** Source text follows **
HESI RN
RN Medical/Surgical NGN HESI 2023
1. The nurse is preparing to give a dose of oral clindamycin (Cleocin) to a patient being treated for a skin infection caused by Staphylococcus aureus. The patient has experienced nausea after several doses. What should the nurse do next?
- A. Administer the next dose when the patient has an empty stomach.
- B. Hold the next dose and contact the patient’s provider.
- C. Instruct the patient to take the next dose with a full glass of water.
- D. Request an order for an antacid to give along with the next dose.
Correct answer: C
Rationale: The correct action for the nurse to take next is to instruct the patient to take the next dose of clindamycin with a full glass of water. This is important to minimize gastrointestinal (GI) irritation such as nausea, vomiting, and stomatitis that the patient has been experiencing. Administering the medication on an empty stomach would likely worsen the GI upset. Holding the next dose and contacting the provider is not necessary at this point unless symptoms persist or worsen. Additionally, requesting an antacid is not indicated as the primary intervention for managing the nausea related to clindamycin.
2. The client is scheduled to begin continuous ambulatory peritoneal dialysis (CAPD). Which of the following statements by the client indicates that more teaching is required?
** End of Source text **
• What is required: Please decide whether each statement below agrees with the HESI practice text above, answering yes or no and quoting the words of the text that decide it. (a) The text gives C as the correct answer to the clindamycin item. (b) The rationale says giving the medication on an empty stomach would ease the nausea. (c) The rationale calls an antacid the primary intervention for the nausea.
** Data provided follows **
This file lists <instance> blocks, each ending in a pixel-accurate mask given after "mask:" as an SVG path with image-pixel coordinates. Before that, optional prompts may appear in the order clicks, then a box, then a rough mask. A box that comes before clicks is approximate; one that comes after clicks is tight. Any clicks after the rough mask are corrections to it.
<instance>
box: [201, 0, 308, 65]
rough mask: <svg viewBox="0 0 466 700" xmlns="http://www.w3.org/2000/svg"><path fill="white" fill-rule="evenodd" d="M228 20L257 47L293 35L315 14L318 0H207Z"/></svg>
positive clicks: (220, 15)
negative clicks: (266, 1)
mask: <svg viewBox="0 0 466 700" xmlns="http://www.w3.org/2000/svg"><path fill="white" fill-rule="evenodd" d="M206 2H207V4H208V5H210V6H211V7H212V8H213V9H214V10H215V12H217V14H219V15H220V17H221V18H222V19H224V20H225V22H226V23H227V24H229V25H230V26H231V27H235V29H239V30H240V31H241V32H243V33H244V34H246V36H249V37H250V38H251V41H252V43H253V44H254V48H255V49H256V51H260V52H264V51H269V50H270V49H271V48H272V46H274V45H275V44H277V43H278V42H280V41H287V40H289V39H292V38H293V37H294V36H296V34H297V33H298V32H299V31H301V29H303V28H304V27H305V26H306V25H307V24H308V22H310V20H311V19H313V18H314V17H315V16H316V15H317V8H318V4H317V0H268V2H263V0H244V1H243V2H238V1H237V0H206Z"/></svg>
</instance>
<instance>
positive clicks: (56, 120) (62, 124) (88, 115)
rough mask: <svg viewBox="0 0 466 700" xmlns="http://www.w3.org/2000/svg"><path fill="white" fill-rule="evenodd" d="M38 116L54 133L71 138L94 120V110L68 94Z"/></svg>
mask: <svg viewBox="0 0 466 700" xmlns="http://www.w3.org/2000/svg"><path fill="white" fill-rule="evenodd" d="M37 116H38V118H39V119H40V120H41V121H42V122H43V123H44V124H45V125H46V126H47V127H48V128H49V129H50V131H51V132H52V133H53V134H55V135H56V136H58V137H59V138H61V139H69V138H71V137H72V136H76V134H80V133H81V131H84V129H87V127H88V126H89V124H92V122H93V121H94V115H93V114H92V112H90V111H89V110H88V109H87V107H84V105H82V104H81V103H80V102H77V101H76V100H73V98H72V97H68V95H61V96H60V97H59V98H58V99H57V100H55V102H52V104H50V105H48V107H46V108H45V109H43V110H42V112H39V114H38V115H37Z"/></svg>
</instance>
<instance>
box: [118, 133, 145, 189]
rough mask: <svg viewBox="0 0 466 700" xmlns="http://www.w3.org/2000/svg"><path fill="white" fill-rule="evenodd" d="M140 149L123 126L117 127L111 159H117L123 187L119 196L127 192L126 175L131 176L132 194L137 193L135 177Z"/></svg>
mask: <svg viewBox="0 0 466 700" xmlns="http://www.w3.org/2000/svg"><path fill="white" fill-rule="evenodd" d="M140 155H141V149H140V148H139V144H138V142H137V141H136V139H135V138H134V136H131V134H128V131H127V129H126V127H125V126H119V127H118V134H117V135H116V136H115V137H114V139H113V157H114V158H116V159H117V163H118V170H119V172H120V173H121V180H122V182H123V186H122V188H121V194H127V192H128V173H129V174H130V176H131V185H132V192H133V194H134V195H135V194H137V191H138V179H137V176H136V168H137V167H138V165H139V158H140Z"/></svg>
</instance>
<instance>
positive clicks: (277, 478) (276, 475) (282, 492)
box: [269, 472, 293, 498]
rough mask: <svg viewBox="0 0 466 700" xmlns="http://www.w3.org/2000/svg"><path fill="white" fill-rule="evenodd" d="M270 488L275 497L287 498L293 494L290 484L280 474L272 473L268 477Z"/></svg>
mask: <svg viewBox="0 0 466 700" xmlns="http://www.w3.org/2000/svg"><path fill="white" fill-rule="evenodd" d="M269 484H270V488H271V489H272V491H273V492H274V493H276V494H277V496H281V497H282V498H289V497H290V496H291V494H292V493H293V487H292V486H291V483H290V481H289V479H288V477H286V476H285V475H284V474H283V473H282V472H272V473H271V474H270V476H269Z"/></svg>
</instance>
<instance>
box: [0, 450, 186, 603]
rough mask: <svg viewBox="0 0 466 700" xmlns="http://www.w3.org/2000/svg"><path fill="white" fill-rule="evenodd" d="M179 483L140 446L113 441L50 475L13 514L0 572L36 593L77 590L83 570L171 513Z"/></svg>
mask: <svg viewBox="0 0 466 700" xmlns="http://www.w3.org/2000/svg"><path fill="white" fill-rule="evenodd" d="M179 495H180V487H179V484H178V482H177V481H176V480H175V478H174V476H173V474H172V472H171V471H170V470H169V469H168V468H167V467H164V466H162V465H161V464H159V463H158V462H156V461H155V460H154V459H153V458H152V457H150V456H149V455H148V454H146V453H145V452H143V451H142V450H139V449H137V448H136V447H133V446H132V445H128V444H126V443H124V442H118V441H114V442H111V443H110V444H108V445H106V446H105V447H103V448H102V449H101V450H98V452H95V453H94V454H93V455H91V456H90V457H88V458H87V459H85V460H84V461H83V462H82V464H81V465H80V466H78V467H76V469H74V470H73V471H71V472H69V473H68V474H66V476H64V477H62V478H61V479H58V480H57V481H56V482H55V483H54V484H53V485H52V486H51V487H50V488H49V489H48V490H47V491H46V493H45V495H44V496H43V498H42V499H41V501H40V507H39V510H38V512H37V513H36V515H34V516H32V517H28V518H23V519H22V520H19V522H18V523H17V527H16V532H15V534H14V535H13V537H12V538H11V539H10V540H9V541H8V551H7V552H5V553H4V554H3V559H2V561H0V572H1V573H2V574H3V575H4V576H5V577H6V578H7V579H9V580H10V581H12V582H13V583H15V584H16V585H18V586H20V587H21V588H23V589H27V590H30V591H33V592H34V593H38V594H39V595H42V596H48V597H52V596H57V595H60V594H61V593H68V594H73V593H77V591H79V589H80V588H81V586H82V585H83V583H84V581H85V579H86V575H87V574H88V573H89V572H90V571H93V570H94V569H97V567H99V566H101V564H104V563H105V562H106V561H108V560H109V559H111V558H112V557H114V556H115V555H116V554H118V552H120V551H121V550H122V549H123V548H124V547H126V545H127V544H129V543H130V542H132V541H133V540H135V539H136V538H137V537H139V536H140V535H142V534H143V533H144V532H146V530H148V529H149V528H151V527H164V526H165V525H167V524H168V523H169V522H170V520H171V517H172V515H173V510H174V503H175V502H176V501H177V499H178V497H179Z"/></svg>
** End of Data provided **
• Final answer:
(a) Yes: "Correct answer: C"
(b) No: "Administering the medication on an empty stomach would likely worsen the GI upset."
(c) No: "requesting an antacid is not indicated as the primary intervention for managing the nausea related to clindamycin."